- _SET TASK_
Could you retype every one of the records below word for word, leaving the picture out?

- _RECORDS SUPPLIED_
══════

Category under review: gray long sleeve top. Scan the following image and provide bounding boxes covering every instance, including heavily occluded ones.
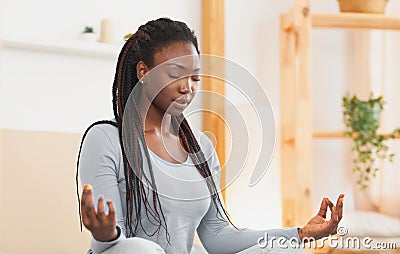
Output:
[79,124,299,254]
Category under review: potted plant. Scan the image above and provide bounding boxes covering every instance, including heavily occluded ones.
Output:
[342,94,400,189]
[124,33,133,41]
[338,0,388,14]
[81,26,97,41]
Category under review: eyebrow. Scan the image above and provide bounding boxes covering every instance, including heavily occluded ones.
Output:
[167,63,200,72]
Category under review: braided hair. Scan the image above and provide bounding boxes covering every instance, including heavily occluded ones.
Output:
[77,18,232,242]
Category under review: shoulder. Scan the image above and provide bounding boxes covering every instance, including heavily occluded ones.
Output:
[192,129,220,173]
[84,120,119,145]
[82,120,121,159]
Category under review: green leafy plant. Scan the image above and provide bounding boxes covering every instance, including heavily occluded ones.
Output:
[342,94,400,189]
[82,26,94,34]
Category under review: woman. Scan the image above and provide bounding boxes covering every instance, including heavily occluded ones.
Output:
[78,18,343,254]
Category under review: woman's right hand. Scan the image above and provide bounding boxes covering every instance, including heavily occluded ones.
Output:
[81,185,118,242]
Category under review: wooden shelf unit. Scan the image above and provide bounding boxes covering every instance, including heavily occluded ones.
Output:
[280,0,400,227]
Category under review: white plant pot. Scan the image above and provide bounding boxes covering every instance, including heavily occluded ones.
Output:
[81,33,97,42]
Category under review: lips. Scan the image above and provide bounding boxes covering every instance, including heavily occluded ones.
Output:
[173,97,190,109]
[175,98,189,104]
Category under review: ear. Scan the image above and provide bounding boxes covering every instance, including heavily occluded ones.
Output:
[136,61,149,80]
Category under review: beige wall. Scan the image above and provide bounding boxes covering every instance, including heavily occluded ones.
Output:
[0,130,90,254]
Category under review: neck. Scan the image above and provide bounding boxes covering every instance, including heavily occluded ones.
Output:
[138,93,172,134]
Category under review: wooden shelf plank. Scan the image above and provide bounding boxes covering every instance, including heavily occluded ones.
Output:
[1,37,122,60]
[285,131,400,143]
[311,13,400,30]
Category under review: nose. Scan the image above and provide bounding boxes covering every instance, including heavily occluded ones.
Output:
[180,76,193,94]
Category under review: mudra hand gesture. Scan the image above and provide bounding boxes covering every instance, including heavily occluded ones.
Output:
[299,194,344,240]
[81,185,118,242]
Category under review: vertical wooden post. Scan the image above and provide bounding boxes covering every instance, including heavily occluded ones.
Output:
[280,15,297,227]
[280,0,313,226]
[295,0,313,226]
[201,0,225,198]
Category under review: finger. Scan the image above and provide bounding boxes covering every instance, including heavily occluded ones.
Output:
[318,198,328,219]
[331,206,339,225]
[97,195,104,219]
[336,194,344,221]
[326,198,333,211]
[106,200,115,220]
[81,184,96,225]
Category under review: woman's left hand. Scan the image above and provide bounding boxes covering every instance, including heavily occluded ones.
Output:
[299,194,344,241]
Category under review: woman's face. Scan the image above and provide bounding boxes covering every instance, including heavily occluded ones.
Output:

══════

- _IN RESPONSE_
Category under review: gray long sleeve top. Scan the following image and provide bounding boxes covering every instance, including heavily occluded ones.
Output:
[79,124,299,254]
Category under review: potted plant. Scan the image above and provide bounding boxes covering every instance, including heavily occluded ones.
Output:
[342,94,400,189]
[124,33,133,41]
[338,0,388,14]
[81,26,97,41]
Category under review: eyebrow. Scan the image above and provide bounding boxes covering every instance, including heavily occluded ones.
Output:
[167,63,200,72]
Category under review: braided hair. Scan the image above and provide bounding boxes covering every instance, including heavily occluded ones.
Output:
[77,18,232,242]
Category under review: shoulder. Scan the image above and provide bounding boxes covering every instance, including heavily occluded ones.
Output:
[192,129,220,173]
[84,120,119,145]
[82,120,121,159]
Category under review: green leafy plant. Scan the image above and provide bounding boxes covering every instance, including heavily occluded ones.
Output:
[342,94,400,189]
[82,26,94,34]
Category under review: woman. Scan the image above and provide bounding boxes covering every instance, including heavily occluded ones.
Output:
[78,18,343,254]
Category under review: woman's right hand. Scan the image above and provide bounding boxes covering every instance, including heavily occluded ones.
Output:
[81,185,118,242]
Category under review: wooden shelf unit. Scan the image above and provide bounding boxes covering every instance, including heavily occluded ones.
Output:
[280,0,400,227]
Category under review: white plant pot. Scan the image above and provide bounding boxes covering every instance, including heavily occluded ones.
Output:
[81,33,97,42]
Category under review: lips. Scan the image above and provide bounding boxes covering every instance, including heavily occluded ones.
Output:
[173,97,190,109]
[175,98,189,104]
Category under review: ear. Scan the image above and provide bounding boxes covering every instance, including heavily occluded ones.
Output:
[136,61,149,80]
Category under review: beige wall. Scan the image above and provide bounding boxes covering every instance, including heavily occluded ones.
Output:
[0,130,90,254]
Category under review: neck. Scan the image above and provide bounding boxes covering every instance, including heavily occluded ones.
Output:
[138,93,172,134]
Category under review: wooden shelf plank. Scan the image above and provide bounding boxes covering every instance, including heavily occluded ones.
Output:
[1,37,122,60]
[285,131,400,143]
[311,13,400,30]
Category under review: nose. Scan the image above and provide bounding boxes covering every instance, including heavily occluded ones.
Output:
[180,76,193,94]
Category under review: mudra hand gesture. Scan the image above and provide bounding boxes covering every instance, including heavily occluded ones.
Output:
[299,194,344,240]
[81,185,118,242]
Category under review: vertical wooden post. Scan the image above and provide bounding boxes covering every instance, including heavily occluded ones.
Output:
[280,15,297,227]
[280,0,313,226]
[295,0,313,226]
[201,0,225,198]
Category under review: finger. Scan the image above and provide bounding boxes covering every instance, including heavily occluded ones.
Output:
[318,198,328,219]
[331,206,339,225]
[97,195,104,219]
[336,194,344,221]
[326,198,333,211]
[106,200,115,220]
[81,184,96,225]
Category under review: woman's left hand. Scan the image above and provide bounding boxes covering every instance, including heavily occluded ones.
Output:
[299,194,344,241]
Category under review: woman's face. Scan the image above and provide bounding boxes covering every instance, including heavily occluded ones.
Output:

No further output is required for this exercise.